▶ Data listing:
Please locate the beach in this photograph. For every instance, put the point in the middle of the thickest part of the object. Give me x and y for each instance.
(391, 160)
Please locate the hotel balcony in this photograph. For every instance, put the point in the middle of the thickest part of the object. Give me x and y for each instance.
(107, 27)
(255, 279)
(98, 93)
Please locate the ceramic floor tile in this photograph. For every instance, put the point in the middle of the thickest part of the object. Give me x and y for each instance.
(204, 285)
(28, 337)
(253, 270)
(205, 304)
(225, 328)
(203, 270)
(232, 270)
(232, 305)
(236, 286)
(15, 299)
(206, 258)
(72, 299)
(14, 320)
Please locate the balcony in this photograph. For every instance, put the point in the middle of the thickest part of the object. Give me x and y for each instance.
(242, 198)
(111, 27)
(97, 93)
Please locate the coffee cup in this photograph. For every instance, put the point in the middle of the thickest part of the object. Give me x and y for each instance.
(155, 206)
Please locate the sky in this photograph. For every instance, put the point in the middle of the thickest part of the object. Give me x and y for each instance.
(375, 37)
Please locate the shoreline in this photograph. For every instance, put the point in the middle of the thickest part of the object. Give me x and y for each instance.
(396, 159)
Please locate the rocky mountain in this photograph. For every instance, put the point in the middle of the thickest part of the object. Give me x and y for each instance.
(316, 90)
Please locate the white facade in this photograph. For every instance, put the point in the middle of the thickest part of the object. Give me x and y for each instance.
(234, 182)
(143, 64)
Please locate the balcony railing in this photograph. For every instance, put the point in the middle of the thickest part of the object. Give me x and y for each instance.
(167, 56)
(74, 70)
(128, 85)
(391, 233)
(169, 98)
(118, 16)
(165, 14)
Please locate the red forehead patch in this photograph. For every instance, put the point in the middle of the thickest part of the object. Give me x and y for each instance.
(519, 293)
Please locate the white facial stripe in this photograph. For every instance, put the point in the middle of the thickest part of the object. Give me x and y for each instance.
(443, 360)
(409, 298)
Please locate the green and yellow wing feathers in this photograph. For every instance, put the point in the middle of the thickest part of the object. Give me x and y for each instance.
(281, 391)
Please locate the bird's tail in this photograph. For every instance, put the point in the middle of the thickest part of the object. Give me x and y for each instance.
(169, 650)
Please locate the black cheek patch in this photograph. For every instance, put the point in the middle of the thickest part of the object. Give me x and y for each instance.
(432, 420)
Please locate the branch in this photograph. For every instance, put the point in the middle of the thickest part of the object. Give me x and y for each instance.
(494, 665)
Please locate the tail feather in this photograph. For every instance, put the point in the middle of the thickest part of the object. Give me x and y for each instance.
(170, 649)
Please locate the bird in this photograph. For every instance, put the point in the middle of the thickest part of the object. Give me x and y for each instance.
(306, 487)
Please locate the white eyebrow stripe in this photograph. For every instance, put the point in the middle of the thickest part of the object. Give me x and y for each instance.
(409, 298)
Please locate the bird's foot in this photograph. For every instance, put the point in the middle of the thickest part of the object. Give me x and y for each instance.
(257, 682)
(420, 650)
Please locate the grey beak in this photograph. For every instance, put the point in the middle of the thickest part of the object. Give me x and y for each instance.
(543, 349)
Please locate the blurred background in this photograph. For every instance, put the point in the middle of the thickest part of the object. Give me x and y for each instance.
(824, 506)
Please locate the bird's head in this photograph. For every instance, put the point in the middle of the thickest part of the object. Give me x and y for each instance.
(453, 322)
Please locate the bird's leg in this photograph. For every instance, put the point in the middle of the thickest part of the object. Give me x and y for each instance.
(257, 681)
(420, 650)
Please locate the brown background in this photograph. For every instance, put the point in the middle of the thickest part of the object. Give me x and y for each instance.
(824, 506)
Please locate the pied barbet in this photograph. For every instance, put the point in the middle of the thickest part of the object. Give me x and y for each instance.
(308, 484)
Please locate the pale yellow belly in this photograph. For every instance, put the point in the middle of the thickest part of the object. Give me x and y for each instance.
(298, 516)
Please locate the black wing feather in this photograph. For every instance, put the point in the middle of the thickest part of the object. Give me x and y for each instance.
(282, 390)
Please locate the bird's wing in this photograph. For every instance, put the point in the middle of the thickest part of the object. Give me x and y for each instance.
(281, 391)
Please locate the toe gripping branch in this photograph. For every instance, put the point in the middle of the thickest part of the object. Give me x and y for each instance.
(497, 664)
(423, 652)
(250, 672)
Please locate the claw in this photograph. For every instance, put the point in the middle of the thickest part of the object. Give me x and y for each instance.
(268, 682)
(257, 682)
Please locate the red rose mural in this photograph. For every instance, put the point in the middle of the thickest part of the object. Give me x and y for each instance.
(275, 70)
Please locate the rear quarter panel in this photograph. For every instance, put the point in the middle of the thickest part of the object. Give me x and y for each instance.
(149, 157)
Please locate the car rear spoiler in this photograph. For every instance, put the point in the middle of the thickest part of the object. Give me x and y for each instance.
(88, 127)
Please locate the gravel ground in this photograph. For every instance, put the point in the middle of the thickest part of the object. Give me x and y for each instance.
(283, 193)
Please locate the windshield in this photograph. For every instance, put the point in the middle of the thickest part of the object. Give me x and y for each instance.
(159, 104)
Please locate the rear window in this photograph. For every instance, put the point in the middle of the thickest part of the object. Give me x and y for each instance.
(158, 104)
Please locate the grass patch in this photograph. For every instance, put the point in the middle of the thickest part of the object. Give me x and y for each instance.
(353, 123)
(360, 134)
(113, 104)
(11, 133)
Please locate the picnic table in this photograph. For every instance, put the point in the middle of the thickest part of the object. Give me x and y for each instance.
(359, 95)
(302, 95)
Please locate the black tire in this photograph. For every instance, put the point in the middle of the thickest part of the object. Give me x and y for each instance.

▶ Problem to work on:
Retype the listing. Match it exactly.

▶ Expected answer:
Please locate the beach in this photograph. For every instance, put the point in the middle of the thickest part of the object. Give me x and y for each instance.
(391, 160)
Please locate the hotel balcony in this photograph. For every instance, put the point in the middle of the thickest part of the object. Give me x and y for each instance.
(107, 27)
(255, 279)
(98, 93)
Please locate the ceramic floor tile in this photograph. For every instance, put the point in the middle of the thickest part of the object. Give me x and y for each instance.
(204, 285)
(28, 337)
(253, 270)
(205, 304)
(225, 328)
(203, 270)
(232, 270)
(232, 305)
(236, 286)
(15, 299)
(206, 258)
(72, 299)
(14, 320)
Please locate the balcony in this photograph. For every instance, put the point in the middle of the thickest part of the object. Give me x and y for each instance.
(242, 198)
(111, 27)
(97, 93)
Please locate the coffee cup in this photograph. For every instance, put the point in the middle of the thickest part of the object. Give me x and y for each instance.
(155, 206)
Please locate the sky in this photograph. For every instance, put the point in the middle of the thickest part of the object. Give me x and y for each instance.
(375, 37)
Please locate the shoreline in this photograph. For every instance, put the point in the middle of the thickest part of the object. Give me x and y for each instance.
(396, 159)
Please locate the rocky mountain in this photograph. For every instance, put the point in the middle of the thickest part of the object. Give me x and y for each instance.
(316, 90)
Please locate the white facade in this photograph. For every instance, put the point in the middle of the thickest part of the object. Give me x and y for each instance.
(234, 182)
(143, 64)
Please locate the balcony railing in this photograph. For every instance, put the point in the middle of the thickest part of the object. Give me x and y for each instance.
(167, 56)
(74, 70)
(128, 85)
(391, 233)
(169, 98)
(118, 16)
(165, 14)
Please locate the red forehead patch in this photograph. For every instance, put the point in the middle of the thickest part of the object. Give me x and y for each instance.
(519, 293)
Please locate the white facial stripe in this photograph. For every instance, put the point in the middle of the thickest part of the object. Give me x and y for each instance.
(443, 360)
(409, 298)
Please locate the green and yellow wing feathers in this photograph. For every instance, put the point in the middle of the thickest part of the object. Give me x and y for each instance.
(281, 391)
Please locate the bird's tail in this photograph. For every instance, put the point in the middle of the thickest part of the object. Give me x and y for each instance.
(169, 650)
Please locate the black cheek patch in this photograph. For every instance, put the point in the middle of the thickest part of the object. Give me x and y for each instance.
(432, 420)
Please locate the branch in this photograph. For every instance, put the point in the middle of the thickest part of the object. Give me x and y for each instance.
(494, 665)
Please locate the tail feather in this photograph. For every instance, put the point in the middle of the thickest part of the object. Give me x and y for each instance.
(170, 649)
Please locate the bird in this photograph. For every instance, put the point in the middle of the thickest part of the object. Give me x and y for each instance.
(306, 487)
Please locate the white eyebrow stripe in this photograph. For every instance, put the point in the middle of the thickest part of the object. Give me x and y for each instance.
(409, 298)
Please locate the bird's foot in this photograph. For every instance, put the point in the middle of the thickest part of the object. Give me x and y for each instance.
(257, 682)
(420, 650)
Please locate the grey beak in this photograph. For every instance, put the point in the middle of the thickest part of the object. Give me x and y for each instance.
(543, 349)
Please locate the blurred background in this photograph. For every instance, put the point in the middle of the thickest part of the object. Give me x and y for each instance.
(824, 506)
Please locate the bird's head in this photograph. For every instance, put the point in the middle of the thickest part of the object. Give me x and y for each instance.
(453, 322)
Please locate the bird's leg in this photograph. For every instance, put the point in the middle of the thickest part of the object. Give me x and y for each instance.
(257, 681)
(420, 650)
Please locate the brown background in this photograph. For every instance, put the point in the middle of the thickest part of the object. Give me x and y for each instance.
(824, 506)
Please locate the pied barbet in this photograph. For every instance, put the point in the middle of the thickest part of the object. Give me x and y for each instance.
(308, 484)
Please locate the pale yellow belly in this photograph. For every instance, put the point in the middle of the thickest part of the object. Give me x and y for each instance.
(298, 516)
Please locate the black wing feather in this photograph. For every instance, put the point in the middle of the thickest part of the object. Give me x and y for each instance.
(282, 390)
Please locate the bird's wing in this photograph. For every instance, put the point in the middle of the thickest part of the object. Give me x and y for each instance.
(281, 391)
Please locate the toe gripping branch in this photograph. For every instance, put the point in the middle of the thickest part of the object. Give me x and y for each instance.
(497, 664)
(423, 652)
(250, 672)
Please locate the claw in this photograph. For every instance, put the point in the middle of the thickest part of the object. Give me x and y for each instance.
(268, 682)
(257, 682)
Please locate the red rose mural in this photograph. For every instance, put the point in the middle of the thickest part of the object. Give me x and y for each instance.
(275, 70)
Please locate the rear quarter panel in this photograph. For every instance, put the point in the middle of the thickest part of the object. Give me x and y for each instance.
(149, 157)
Please locate the car rear spoiler in this photograph. For every instance, put the point in the middle of the thickest part of the object. Give me x and y for each instance.
(88, 127)
Please locate the gravel ground in this photograph. For every instance, put the point in the middle of the thickest part of the object. Give me x and y for each instance.
(283, 193)
Please locate the windshield in this photograph. For every instance, put the point in the middle of the thickest part of the object. Give me x and y for each instance.
(159, 104)
Please locate the rear window in this photograph. For every instance, put the point in the middle of the thickest part of the object. Give me x and y for each instance.
(158, 104)
Please locate the grass patch in this photograph. For every instance, put the point in the middle of the thickest part of the object. Give me x and y for each instance.
(353, 123)
(360, 134)
(113, 104)
(11, 133)
Please locate the picnic table in this photograph. For every instance, put the point in the middle of the thickest part of the object. Give me x and y for each instance.
(359, 95)
(302, 95)
Please locate the black tire in this photograph. For every instance, put the point in the middle of the thickest part of the object. Give me x and y for each instance.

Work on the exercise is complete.